Site information
- Owner: International Security Assistance Force (ISAF)
- Operator: United States Armed Forces Romanian Armed Forces

Location
- FOB Lagman Shown within Afghanistan
- Coordinates: 32°07′48″N 66°55′47″E﻿ / ﻿32.13000°N 66.92972°E

Site history
- Built: 2004
- In use: 2004-unknown

Airfield information
- Elevation: 1,597 metres (5,240 ft) AMSL
Runways
| Direction | Length and surface |
| 00/00 | Asphalt |

= Forward Operating Base Lagman =

Forward Operating Base Lagman, simply known as FOB Lagman, was a forward operating base in Qalati Ghilji, Zabul Province, Afghanistan that was operated by both the United States and Romanian Armed Forces.

The base was the main FOB for both the United States and Romania in Zabul Province and was named after Staff Sgt. Anthony Lagman, a soldier from Yonkers, N.Y. who was killed in action in 2004.

==History==

The site that would eventually become Forward Operating Base Lagman was originally an abandoned mud shack to the east of the large hill-top fortress overlooking the town of Qalat. Elements of Alpha Company, 2-22nd Infantry Regiment, 2nd Brigade Combat Team (10th Mountain Division) first surrounded the mud shack with a rudimentary barrier of concertina wire and guard positions in a sparse firebase position. Over their remaining deployment, this firebase was slowly built up with mortar positions, raised guard shacks, sandbag bunkers, and a large tent for sleeping.

* _EXCERPTED DATA_
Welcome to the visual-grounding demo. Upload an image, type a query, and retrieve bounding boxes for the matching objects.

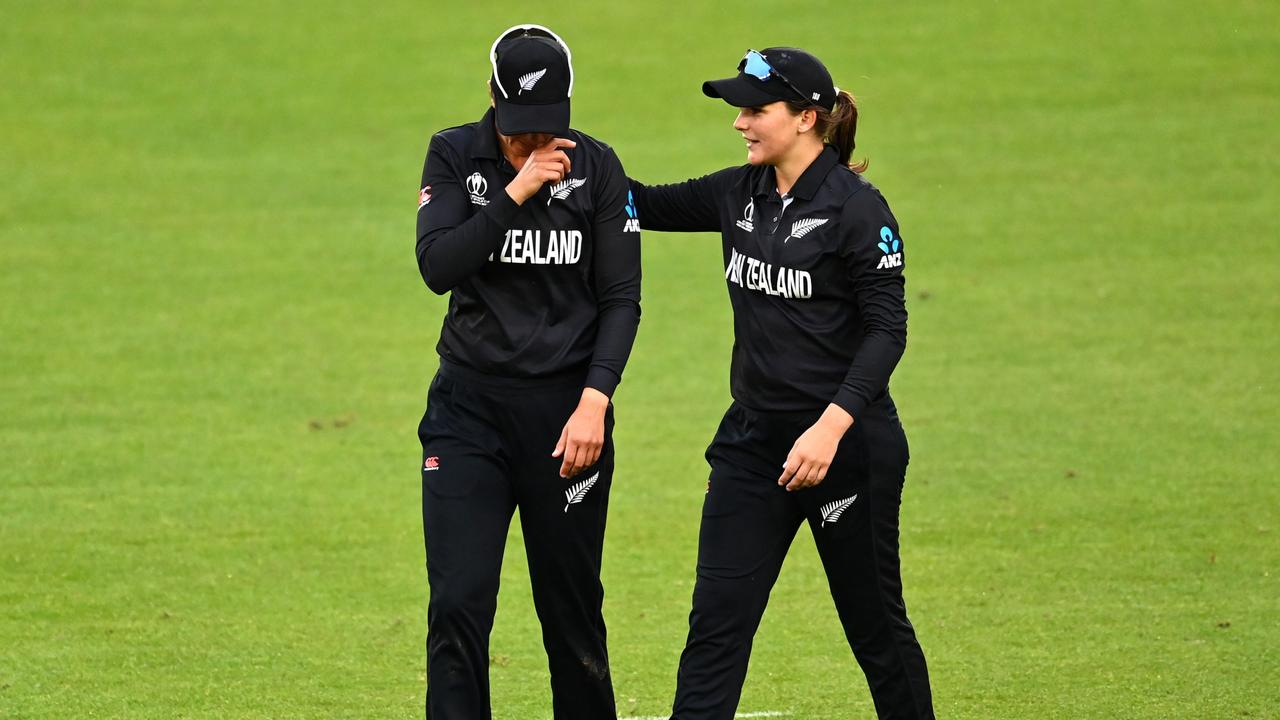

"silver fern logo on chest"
[782,218,829,243]
[516,68,547,95]
[564,473,600,512]
[547,178,586,205]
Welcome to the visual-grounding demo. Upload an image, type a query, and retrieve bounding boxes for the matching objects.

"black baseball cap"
[703,47,840,110]
[489,24,573,135]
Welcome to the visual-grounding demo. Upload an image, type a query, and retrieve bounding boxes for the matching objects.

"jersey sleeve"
[832,188,906,420]
[416,135,520,295]
[627,168,735,232]
[586,143,640,397]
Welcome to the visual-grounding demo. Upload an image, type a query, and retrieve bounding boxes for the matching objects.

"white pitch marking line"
[618,710,787,720]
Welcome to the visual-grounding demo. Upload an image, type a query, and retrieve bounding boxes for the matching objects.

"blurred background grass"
[0,0,1280,720]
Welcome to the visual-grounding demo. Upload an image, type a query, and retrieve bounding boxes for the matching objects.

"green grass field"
[0,0,1280,720]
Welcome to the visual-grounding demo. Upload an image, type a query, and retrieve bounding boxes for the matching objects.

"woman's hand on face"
[552,387,609,478]
[778,405,854,492]
[507,137,577,205]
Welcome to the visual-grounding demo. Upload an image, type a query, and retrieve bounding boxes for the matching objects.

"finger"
[538,137,577,150]
[552,425,568,457]
[582,445,600,470]
[548,150,573,174]
[787,462,813,492]
[538,160,566,182]
[564,441,582,478]
[778,455,799,486]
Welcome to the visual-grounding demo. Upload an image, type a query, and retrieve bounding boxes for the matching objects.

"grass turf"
[0,0,1280,720]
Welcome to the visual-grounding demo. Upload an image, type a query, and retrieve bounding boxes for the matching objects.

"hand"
[507,137,577,205]
[552,387,609,478]
[778,405,854,492]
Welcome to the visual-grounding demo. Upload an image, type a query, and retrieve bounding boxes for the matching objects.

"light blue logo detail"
[876,225,902,255]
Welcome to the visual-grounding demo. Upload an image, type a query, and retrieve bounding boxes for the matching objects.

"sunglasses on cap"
[737,50,809,99]
[489,24,573,97]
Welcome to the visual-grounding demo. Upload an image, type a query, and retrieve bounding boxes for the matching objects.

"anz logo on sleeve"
[876,225,902,270]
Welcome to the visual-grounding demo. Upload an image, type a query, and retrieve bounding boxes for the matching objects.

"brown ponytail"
[787,90,868,173]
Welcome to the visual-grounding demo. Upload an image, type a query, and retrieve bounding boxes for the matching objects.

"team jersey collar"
[754,145,840,200]
[471,108,502,160]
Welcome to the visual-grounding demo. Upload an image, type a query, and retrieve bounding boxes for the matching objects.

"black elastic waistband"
[440,357,586,391]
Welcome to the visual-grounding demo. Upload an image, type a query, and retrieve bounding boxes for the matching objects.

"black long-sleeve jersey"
[417,109,640,396]
[631,146,906,419]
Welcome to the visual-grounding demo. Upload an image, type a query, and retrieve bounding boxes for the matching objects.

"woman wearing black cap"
[631,47,933,720]
[417,26,640,720]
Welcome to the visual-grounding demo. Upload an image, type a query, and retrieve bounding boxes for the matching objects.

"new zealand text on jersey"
[489,229,582,265]
[724,242,813,300]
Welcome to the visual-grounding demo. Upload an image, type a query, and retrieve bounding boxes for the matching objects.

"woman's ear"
[796,108,818,135]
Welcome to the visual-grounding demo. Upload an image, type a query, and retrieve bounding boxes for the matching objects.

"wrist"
[577,387,609,411]
[818,404,854,437]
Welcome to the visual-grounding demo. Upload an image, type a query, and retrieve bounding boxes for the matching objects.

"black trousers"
[419,361,617,720]
[672,398,933,720]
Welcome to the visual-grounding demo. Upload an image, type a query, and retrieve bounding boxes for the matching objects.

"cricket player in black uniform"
[417,26,640,720]
[631,47,933,720]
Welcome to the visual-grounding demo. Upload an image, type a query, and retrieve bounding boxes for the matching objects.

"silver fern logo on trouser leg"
[818,493,858,528]
[564,473,600,512]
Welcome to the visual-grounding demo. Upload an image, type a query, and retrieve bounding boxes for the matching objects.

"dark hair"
[786,90,868,173]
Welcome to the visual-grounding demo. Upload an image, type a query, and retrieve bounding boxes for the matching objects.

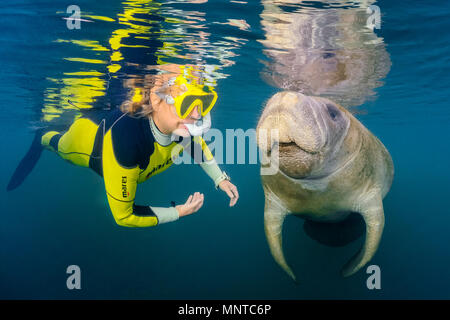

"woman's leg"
[41,118,98,167]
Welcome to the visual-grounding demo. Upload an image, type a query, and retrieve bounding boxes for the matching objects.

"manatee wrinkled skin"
[257,91,394,280]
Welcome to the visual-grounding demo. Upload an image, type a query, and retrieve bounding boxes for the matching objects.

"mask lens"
[180,94,214,119]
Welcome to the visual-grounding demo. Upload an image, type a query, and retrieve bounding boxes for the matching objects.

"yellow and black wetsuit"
[41,109,226,227]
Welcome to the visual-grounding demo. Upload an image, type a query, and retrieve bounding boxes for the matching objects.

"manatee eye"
[327,104,339,120]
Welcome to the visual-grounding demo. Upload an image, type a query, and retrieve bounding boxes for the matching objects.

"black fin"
[303,212,366,247]
[6,130,44,191]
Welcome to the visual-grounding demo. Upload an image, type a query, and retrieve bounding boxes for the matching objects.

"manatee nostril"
[327,103,339,120]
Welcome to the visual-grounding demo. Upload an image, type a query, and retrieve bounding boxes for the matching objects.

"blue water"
[0,0,450,299]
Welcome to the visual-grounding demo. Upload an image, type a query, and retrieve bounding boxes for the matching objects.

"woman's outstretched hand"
[219,180,239,207]
[175,192,204,217]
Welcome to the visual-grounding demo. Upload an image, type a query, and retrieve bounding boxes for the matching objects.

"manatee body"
[257,91,394,280]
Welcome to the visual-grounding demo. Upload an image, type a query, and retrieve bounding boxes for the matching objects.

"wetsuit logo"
[122,176,130,198]
[147,158,172,178]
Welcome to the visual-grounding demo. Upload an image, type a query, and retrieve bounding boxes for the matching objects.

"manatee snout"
[257,91,348,178]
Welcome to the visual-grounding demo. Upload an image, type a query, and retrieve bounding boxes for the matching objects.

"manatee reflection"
[261,0,391,107]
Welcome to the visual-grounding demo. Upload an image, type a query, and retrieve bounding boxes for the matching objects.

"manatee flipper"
[303,212,365,247]
[341,190,384,277]
[6,130,44,191]
[264,192,296,281]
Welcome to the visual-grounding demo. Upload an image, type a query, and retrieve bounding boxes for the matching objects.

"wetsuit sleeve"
[103,131,178,227]
[189,136,227,188]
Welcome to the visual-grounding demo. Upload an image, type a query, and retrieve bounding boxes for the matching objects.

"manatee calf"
[257,91,394,280]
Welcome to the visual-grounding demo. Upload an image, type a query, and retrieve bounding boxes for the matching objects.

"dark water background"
[0,0,450,299]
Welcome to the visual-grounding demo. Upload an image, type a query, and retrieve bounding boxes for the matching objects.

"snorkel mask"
[156,68,217,136]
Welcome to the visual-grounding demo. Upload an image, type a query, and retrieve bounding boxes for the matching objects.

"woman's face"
[150,86,201,137]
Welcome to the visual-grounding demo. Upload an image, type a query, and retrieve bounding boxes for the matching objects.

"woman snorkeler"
[7,67,239,227]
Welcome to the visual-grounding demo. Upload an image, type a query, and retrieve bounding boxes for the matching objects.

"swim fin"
[6,130,44,191]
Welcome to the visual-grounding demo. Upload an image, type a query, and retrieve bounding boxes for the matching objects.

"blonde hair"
[120,87,153,117]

* _TASKS FOR THIS EXERCISE_
• 1. In the Forward Operating Base Lagman article, whom was the base named after?
• 2. Extend the Forward Operating Base Lagman article past its final sentence.

* _ANSWERS PROVIDED_
• 1. Staff Sgt. Anthony Lagman, a soldier from Yonkers, N.Y. who was killed in action in 2004.

• 2.
Nearing the end of 2nd Brigade Combat Team's 2003 - 2004 deployment rotation, the firebase was officially named after Staff Sgt. Anthony Lagman, who died during a combat operation in the village of Miam Do in March 2004. At the end of 2nd Brigade Combat Team's 2003-2004 deployment rotation, the firebase was turned over to elements of 3rd Brigade Combat Team, 25th Infantry Division (Light).

The base was home to:
- EOD response teams from the 706th Ordnance Company (EOD) January 2004 until July 2004
- 926th Engineer Battalion Bravo Company (US Army Reserve) July 2004 until March 2005
- 926th Engineer Battalion Charlie Company (US Army Reserve) March 2005 until March 2006 (This unit would become infamous for the report that two Soldiers of the unit had abused a detainee.)
- A detachment of Naval Mobile Construction Battalion Seven (NMCB 7)
- 2nd Battalion, 35th Infantry Regiment until 10 April 2005.
- 2nd Battalion, 503rd Infantry Regiment from 10 April 2005.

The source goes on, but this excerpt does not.